Exercise instructions:
Copy exactly the lines of the data below that run from the line holding "positive clicks: (467, 260)" through the line holding "positive clicks: (617, 502)", both ends included.
#####
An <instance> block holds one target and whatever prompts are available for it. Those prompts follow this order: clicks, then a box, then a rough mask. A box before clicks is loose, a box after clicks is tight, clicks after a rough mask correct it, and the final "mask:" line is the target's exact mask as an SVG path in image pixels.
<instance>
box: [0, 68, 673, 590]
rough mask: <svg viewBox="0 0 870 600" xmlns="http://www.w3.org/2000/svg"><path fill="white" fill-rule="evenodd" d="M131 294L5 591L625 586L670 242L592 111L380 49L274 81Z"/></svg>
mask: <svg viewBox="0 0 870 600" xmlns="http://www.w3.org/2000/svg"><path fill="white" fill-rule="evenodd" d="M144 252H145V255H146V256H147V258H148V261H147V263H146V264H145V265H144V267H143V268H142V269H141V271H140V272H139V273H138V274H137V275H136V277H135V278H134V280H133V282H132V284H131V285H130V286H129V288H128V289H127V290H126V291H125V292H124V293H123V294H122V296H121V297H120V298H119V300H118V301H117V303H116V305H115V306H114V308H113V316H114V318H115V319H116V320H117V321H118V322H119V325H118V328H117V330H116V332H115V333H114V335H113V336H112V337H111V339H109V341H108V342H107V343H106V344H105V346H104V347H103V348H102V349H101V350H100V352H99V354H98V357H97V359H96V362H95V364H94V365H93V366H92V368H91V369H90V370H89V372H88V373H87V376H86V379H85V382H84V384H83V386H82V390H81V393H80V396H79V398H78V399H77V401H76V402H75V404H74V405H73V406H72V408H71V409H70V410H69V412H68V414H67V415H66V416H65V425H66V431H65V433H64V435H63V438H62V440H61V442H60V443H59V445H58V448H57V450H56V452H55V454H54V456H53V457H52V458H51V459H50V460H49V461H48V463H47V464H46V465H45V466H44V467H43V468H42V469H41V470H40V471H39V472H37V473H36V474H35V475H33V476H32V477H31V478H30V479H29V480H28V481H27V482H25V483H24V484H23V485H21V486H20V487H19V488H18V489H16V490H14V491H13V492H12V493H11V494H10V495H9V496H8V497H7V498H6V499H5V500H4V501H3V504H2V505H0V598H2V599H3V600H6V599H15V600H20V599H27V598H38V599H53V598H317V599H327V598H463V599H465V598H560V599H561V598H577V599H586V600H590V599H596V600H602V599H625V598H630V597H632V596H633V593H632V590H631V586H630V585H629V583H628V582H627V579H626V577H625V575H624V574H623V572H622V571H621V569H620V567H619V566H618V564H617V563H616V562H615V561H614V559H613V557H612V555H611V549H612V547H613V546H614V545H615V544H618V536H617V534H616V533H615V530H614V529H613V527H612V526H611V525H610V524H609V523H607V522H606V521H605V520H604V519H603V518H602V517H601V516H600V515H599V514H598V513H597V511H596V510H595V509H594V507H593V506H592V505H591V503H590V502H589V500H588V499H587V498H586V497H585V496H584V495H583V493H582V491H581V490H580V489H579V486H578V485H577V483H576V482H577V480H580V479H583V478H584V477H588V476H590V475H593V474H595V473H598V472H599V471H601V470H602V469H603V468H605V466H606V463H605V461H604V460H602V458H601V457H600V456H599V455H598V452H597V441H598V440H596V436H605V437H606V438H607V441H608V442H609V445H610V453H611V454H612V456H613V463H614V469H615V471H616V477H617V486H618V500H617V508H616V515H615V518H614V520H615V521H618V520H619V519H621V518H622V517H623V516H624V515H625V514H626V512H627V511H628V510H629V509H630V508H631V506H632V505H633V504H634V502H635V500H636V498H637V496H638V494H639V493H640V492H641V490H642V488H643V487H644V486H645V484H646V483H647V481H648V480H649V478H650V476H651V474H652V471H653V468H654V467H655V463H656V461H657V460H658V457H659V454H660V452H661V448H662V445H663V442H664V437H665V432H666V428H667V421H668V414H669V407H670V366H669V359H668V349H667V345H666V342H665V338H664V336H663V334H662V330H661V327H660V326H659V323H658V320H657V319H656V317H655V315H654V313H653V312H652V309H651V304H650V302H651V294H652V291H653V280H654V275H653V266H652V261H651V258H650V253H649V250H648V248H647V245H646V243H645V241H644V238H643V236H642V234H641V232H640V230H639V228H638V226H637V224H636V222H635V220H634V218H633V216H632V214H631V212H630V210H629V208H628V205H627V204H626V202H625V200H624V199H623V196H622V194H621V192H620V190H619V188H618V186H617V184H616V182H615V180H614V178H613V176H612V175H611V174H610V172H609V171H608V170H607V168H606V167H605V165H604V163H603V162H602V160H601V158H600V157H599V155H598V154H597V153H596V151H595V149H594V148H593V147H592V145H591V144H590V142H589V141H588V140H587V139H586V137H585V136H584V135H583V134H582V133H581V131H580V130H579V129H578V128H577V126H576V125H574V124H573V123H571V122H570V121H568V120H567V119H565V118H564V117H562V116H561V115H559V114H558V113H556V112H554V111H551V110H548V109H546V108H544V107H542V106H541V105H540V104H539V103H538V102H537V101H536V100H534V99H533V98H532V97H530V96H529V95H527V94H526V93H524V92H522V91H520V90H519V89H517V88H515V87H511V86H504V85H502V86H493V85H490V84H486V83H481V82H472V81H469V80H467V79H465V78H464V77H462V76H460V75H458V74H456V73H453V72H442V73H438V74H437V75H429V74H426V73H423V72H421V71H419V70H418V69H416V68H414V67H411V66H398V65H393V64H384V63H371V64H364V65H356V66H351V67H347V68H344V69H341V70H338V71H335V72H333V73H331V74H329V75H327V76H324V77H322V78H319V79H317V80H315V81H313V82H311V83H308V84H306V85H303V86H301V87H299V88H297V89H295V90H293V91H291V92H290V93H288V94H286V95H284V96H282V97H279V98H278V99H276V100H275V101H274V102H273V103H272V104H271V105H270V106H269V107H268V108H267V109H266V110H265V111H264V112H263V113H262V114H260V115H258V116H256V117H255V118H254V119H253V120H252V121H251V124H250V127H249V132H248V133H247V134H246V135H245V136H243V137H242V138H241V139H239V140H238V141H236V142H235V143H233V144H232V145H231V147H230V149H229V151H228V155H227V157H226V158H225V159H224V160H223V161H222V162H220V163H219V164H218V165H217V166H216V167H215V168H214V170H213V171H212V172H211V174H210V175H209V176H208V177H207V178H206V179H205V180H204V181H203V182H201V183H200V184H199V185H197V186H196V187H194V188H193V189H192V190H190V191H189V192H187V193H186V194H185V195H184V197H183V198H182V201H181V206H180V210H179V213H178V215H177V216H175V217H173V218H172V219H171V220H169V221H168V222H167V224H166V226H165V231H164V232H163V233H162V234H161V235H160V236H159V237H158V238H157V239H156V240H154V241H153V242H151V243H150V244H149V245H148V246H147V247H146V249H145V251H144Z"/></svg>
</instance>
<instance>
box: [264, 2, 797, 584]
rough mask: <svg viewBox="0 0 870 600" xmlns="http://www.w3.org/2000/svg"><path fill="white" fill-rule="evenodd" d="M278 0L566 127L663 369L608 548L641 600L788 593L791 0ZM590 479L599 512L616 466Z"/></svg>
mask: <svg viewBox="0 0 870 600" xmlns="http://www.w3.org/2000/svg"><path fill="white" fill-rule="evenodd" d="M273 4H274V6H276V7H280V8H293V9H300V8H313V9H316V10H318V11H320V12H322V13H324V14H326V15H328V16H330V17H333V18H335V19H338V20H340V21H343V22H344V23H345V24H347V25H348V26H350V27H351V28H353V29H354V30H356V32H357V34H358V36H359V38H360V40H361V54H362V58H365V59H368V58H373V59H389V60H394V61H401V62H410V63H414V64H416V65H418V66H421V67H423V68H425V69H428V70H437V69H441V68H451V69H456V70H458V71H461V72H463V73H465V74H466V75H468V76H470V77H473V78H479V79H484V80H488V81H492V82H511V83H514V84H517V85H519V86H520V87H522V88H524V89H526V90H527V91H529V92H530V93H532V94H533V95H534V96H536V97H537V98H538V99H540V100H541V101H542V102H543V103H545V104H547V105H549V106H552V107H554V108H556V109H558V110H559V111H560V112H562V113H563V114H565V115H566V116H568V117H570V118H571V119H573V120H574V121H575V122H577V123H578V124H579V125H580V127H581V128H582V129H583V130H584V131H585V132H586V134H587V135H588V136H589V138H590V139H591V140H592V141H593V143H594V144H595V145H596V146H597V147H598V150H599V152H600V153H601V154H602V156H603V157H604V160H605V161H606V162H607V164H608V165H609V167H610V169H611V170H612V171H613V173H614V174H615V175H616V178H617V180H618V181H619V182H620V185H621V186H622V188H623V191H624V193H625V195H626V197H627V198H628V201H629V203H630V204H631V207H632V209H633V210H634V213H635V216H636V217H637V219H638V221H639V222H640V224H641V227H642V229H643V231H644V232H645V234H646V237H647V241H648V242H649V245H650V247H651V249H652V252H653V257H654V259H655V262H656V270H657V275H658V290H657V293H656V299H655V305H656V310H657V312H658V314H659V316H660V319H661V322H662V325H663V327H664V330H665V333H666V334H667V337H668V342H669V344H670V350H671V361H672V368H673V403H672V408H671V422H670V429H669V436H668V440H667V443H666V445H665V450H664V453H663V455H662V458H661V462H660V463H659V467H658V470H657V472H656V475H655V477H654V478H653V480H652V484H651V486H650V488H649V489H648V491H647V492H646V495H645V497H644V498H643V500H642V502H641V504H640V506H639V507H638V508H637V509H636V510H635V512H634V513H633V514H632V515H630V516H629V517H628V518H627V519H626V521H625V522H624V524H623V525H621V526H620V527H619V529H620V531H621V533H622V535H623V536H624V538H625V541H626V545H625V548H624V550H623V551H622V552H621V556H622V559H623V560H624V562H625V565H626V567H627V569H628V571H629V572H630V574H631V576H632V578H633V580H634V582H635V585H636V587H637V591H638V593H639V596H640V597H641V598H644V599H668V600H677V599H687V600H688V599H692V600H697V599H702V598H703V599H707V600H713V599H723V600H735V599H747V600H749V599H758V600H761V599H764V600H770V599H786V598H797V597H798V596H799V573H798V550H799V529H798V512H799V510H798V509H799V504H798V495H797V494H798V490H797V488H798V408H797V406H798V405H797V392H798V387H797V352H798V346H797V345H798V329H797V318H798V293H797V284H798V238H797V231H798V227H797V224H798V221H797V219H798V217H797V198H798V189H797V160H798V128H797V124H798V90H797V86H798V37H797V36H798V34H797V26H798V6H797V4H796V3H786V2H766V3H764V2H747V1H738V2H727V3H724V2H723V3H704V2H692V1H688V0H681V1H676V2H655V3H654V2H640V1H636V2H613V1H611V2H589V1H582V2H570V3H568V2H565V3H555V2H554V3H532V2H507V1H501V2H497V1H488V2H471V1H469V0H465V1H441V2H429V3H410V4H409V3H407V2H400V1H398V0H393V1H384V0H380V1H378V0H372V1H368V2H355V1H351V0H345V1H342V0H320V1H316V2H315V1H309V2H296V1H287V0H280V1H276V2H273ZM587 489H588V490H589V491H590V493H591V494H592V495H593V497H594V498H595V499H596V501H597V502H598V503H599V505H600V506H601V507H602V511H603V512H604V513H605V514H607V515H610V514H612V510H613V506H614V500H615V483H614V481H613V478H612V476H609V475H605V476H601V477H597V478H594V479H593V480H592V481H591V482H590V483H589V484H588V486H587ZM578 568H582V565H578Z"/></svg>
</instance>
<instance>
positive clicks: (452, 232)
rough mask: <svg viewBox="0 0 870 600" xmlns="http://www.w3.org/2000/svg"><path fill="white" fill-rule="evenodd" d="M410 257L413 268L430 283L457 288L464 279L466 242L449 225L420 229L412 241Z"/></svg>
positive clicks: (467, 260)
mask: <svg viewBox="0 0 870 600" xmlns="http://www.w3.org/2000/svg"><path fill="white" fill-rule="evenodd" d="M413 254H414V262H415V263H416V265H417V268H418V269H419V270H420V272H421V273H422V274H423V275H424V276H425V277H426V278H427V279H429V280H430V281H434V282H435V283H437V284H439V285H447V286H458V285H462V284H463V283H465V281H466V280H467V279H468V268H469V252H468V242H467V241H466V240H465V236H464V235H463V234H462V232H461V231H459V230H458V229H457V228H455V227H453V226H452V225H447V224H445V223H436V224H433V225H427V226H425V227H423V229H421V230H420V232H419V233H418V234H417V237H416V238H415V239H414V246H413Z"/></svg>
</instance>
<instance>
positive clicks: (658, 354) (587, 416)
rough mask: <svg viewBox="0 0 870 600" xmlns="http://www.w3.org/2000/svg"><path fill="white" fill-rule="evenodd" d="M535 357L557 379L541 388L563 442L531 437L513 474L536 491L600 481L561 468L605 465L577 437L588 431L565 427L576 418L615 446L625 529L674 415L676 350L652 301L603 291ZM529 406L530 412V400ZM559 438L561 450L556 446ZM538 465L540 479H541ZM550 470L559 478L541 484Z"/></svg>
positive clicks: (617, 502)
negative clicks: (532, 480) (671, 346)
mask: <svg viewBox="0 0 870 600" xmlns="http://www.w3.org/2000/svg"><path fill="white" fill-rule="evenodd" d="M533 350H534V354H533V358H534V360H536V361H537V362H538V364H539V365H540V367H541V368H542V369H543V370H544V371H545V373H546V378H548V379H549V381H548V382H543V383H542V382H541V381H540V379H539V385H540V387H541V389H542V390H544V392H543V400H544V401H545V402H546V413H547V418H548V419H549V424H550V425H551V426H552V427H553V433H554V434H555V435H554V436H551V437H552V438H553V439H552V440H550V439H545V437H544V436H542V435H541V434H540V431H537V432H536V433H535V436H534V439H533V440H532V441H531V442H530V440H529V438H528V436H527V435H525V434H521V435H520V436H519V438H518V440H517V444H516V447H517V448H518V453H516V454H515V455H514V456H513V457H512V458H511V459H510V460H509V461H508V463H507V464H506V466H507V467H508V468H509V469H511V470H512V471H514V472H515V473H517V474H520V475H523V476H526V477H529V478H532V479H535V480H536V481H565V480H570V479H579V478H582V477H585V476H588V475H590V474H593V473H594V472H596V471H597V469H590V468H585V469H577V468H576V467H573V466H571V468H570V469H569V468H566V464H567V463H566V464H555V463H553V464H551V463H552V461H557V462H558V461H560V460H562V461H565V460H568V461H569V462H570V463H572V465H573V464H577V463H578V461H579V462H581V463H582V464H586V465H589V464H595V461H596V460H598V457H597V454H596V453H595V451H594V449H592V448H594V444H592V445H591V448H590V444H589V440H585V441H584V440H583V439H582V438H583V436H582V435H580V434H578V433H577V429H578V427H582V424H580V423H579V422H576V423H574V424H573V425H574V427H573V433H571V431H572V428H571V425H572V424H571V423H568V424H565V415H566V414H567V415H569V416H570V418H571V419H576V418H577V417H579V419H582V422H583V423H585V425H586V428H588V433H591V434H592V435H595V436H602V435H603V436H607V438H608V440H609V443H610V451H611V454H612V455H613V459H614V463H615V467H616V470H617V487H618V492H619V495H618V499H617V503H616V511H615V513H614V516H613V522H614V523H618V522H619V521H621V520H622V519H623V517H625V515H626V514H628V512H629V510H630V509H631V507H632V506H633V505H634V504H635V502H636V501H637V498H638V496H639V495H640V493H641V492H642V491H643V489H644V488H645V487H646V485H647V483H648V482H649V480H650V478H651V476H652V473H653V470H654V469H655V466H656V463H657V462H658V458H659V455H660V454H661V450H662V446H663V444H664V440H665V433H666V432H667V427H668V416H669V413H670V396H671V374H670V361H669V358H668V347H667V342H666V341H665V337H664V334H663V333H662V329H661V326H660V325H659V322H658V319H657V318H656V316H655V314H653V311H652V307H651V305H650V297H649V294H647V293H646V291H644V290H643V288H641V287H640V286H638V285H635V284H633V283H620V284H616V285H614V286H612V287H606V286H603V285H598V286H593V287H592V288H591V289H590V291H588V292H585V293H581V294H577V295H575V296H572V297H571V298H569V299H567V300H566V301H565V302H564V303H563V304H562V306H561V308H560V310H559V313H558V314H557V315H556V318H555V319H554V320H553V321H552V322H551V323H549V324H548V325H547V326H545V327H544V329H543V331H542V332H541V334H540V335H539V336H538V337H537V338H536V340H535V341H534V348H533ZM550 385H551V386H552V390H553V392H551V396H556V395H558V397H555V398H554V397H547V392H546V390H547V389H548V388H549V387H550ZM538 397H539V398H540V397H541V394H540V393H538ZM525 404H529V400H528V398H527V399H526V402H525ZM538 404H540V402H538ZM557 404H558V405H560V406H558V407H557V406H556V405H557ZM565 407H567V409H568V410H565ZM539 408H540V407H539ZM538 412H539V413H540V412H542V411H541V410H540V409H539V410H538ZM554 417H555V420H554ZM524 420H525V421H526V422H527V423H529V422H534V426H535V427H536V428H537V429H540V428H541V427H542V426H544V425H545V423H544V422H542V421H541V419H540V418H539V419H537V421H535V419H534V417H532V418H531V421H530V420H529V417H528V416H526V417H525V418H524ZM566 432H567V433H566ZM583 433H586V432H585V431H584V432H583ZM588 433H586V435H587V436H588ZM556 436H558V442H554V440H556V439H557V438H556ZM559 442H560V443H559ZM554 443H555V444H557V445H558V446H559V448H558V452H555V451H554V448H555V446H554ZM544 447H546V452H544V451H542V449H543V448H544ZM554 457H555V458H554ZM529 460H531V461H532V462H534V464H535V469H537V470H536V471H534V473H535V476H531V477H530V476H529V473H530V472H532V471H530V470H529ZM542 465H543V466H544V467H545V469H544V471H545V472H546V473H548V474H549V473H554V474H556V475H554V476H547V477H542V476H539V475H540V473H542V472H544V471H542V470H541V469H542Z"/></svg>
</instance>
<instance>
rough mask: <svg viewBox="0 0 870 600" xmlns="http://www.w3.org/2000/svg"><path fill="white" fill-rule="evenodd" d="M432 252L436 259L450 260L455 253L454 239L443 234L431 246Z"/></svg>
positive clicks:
#####
Solution for this task:
positive clicks: (467, 260)
mask: <svg viewBox="0 0 870 600" xmlns="http://www.w3.org/2000/svg"><path fill="white" fill-rule="evenodd" d="M413 254H414V262H415V263H416V265H417V268H418V269H419V270H420V272H421V273H422V274H423V275H424V276H425V277H426V278H427V279H429V280H430V281H434V282H435V283H437V284H439V285H447V286H458V285H462V284H463V283H465V281H466V280H467V279H468V268H469V252H468V242H467V241H466V240H465V236H464V235H463V234H462V232H461V231H459V230H458V229H457V228H455V227H453V226H452V225H447V224H445V223H436V224H433V225H427V226H425V227H423V229H421V230H420V232H419V233H418V234H417V237H416V238H415V239H414V246H413Z"/></svg>
</instance>
<instance>
positive clicks: (658, 354) (587, 416)
rough mask: <svg viewBox="0 0 870 600" xmlns="http://www.w3.org/2000/svg"><path fill="white" fill-rule="evenodd" d="M535 357L557 379L541 388L563 442L531 437L513 474L536 491L600 481L561 468L605 465L577 437L588 431L565 427L576 418L615 446L625 529L674 415L676 350L652 301L603 291ZM529 406L530 412V400ZM559 438L561 450L556 446ZM538 465L540 479H541ZM550 470L559 478L541 484Z"/></svg>
positive clicks: (617, 502)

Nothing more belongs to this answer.